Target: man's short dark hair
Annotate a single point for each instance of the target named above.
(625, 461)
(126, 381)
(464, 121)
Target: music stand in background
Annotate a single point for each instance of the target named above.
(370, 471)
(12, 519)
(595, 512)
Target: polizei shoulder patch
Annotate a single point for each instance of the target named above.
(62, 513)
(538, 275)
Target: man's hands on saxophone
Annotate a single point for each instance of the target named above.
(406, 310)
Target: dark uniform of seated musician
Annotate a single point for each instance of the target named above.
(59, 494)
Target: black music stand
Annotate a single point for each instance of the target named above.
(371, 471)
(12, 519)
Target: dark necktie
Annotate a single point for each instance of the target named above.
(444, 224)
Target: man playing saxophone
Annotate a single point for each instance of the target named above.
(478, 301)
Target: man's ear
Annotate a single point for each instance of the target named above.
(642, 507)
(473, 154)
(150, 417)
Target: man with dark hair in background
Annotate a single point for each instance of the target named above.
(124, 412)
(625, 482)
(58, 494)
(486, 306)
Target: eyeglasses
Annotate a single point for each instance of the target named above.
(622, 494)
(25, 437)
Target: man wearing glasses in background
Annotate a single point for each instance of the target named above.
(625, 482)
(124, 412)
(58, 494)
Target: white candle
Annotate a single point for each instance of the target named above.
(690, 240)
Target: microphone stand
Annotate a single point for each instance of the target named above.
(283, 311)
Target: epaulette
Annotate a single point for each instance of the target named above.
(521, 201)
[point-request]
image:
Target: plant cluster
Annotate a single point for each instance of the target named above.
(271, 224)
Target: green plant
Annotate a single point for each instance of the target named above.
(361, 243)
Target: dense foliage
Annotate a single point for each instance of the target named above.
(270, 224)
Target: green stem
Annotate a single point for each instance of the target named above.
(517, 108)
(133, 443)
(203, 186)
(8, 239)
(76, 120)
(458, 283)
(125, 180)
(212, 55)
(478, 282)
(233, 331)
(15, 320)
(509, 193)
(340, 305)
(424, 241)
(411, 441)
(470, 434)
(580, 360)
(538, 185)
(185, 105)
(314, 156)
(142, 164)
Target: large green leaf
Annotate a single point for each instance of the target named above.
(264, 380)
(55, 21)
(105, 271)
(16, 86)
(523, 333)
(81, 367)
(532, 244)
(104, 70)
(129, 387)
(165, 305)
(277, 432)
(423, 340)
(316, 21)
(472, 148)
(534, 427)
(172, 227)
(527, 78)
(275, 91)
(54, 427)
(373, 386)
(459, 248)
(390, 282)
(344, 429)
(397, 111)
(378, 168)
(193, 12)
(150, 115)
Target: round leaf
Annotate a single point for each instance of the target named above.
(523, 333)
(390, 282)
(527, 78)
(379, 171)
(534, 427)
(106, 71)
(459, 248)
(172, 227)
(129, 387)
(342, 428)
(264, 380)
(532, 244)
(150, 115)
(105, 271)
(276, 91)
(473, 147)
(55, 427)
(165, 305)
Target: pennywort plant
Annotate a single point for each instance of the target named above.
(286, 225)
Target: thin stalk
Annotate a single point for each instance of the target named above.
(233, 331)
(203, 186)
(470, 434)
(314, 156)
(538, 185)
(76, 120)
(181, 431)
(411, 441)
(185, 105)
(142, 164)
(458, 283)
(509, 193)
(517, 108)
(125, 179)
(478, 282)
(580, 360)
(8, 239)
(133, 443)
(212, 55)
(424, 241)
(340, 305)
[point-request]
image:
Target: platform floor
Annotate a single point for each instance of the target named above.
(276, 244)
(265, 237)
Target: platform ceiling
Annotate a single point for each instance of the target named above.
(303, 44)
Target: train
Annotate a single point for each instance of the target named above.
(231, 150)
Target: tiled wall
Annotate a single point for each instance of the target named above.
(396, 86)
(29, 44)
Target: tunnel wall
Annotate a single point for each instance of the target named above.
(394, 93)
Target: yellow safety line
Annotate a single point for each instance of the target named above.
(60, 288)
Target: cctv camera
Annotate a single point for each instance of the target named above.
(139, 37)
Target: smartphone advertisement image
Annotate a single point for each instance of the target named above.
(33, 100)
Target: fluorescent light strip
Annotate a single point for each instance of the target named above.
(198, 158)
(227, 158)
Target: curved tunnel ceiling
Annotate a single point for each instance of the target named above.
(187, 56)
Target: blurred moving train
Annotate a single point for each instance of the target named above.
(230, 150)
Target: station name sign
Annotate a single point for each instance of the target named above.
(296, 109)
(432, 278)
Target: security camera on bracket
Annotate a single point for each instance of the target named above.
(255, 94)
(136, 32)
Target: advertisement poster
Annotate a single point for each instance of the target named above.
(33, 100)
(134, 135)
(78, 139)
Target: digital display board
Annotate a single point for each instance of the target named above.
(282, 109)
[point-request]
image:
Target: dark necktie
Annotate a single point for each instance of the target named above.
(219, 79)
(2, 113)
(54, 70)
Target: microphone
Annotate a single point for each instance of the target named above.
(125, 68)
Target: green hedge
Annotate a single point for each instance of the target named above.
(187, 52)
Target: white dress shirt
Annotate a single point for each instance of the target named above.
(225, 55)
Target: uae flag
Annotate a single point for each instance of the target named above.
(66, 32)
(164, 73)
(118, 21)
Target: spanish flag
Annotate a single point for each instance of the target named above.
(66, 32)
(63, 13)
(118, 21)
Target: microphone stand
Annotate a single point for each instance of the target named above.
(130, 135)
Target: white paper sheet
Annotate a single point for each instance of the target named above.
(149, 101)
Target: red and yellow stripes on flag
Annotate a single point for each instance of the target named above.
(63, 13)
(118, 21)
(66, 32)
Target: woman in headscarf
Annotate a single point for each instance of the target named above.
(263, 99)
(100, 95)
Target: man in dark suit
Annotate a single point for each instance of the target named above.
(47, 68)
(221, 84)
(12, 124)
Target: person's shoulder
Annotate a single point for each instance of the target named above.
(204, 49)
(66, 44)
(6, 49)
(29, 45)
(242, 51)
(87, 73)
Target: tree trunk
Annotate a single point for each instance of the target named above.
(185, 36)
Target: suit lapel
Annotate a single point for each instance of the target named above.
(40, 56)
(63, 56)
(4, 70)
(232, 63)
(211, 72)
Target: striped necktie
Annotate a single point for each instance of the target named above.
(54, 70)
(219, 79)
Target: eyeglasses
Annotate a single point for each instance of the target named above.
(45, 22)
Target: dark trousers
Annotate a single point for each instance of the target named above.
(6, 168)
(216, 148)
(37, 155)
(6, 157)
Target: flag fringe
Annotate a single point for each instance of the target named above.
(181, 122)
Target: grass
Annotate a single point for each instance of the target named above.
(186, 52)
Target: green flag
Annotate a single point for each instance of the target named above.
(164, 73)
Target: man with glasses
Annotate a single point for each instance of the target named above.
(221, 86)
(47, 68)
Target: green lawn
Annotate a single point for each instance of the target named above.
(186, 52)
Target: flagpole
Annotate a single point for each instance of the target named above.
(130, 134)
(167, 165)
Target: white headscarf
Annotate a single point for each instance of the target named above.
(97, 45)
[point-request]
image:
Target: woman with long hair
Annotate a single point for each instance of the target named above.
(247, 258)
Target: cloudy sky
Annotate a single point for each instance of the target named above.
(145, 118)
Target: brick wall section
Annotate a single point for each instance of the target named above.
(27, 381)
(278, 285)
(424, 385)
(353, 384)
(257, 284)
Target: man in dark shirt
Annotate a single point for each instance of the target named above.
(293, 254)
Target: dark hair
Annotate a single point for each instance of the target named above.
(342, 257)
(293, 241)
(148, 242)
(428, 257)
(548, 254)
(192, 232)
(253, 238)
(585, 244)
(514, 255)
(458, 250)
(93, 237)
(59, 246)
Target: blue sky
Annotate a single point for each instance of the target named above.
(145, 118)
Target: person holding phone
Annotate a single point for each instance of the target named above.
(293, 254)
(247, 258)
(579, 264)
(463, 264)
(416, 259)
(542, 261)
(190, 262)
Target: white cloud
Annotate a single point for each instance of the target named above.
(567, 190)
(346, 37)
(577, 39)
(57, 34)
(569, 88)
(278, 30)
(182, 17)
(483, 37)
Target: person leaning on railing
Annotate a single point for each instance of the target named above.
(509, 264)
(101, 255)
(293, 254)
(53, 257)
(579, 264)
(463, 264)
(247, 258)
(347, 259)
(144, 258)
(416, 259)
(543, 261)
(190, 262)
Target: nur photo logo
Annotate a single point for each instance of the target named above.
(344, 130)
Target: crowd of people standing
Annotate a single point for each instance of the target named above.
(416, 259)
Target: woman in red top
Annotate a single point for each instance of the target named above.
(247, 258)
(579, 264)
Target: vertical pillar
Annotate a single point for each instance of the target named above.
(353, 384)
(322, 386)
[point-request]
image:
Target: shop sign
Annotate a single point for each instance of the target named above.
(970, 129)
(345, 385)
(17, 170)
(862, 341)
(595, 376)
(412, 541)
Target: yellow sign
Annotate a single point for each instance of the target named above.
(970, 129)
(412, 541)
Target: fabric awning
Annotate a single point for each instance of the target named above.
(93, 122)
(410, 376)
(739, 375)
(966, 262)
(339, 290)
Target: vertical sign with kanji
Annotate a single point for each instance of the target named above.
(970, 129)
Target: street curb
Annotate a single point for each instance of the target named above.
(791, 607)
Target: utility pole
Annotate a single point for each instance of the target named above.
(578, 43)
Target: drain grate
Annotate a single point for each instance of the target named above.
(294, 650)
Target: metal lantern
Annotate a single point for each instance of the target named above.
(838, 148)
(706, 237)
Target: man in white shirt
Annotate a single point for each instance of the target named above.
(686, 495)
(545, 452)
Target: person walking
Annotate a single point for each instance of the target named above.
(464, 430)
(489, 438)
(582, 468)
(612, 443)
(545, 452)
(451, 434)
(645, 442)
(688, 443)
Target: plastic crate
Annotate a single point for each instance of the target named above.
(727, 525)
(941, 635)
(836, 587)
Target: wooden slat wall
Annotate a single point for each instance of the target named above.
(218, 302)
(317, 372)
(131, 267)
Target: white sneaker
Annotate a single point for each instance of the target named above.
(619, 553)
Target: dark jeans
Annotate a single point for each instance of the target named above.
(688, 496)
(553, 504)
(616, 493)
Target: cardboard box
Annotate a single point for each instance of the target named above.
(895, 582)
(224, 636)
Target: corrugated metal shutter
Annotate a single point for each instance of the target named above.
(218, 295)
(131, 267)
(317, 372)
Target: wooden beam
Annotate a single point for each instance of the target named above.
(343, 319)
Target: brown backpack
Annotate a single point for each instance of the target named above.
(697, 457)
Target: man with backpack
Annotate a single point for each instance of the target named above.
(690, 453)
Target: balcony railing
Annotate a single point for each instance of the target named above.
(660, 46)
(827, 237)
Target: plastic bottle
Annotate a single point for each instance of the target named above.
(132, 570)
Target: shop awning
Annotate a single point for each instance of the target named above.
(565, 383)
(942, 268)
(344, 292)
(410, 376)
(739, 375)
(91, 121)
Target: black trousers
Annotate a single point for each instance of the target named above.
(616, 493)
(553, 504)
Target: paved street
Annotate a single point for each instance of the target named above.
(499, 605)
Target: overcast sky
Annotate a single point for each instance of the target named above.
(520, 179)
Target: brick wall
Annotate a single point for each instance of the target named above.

***

--- TASK PROMPT ---
Repeat exactly the lines from the line containing "Target: white sneaker" through the end of the listing above; both boundary lines are part of the output.

--- SOLUTION FOR THIS TASK ---
Target: white sneaker
Annotate a single point for each instance of the target named above.
(619, 553)
Target: dark jeans
Annotate a single point for each instance of the target named above.
(688, 496)
(553, 504)
(616, 493)
Target: cardboard box
Annotate a single point for each instance of the target named above.
(895, 582)
(224, 636)
Target: corrugated metal shutter
Annotate a single point for each instance of the target named above.
(218, 295)
(131, 267)
(317, 372)
Target: wooden beam
Annotate a single point for each instance of the target named above.
(343, 319)
Target: brown backpack
Annotate a single point for each instance of the target named above.
(697, 457)
Target: man with backpack
Annotate a single point for each instance of the target named above.
(690, 453)
Target: balcony railing
Annotate a single point for each instance of the target named above.
(660, 46)
(827, 237)
Target: plastic bottle
Annotate a single point for each instance of the target named above.
(132, 570)
Target: shop awning
Annotate a single point for each instance of the target named above.
(565, 383)
(942, 268)
(344, 292)
(410, 376)
(739, 375)
(91, 121)
Target: black trousers
Annotate a single point for each instance of the target named above.
(616, 493)
(553, 504)
Target: paved street
Annotate a single point for each instance of the target named above.
(499, 605)
Target: overcast sky
Annotate a single point for each instance of the target named above.
(520, 179)
Target: brick wall
Annotate a single point for each instance of the target named above.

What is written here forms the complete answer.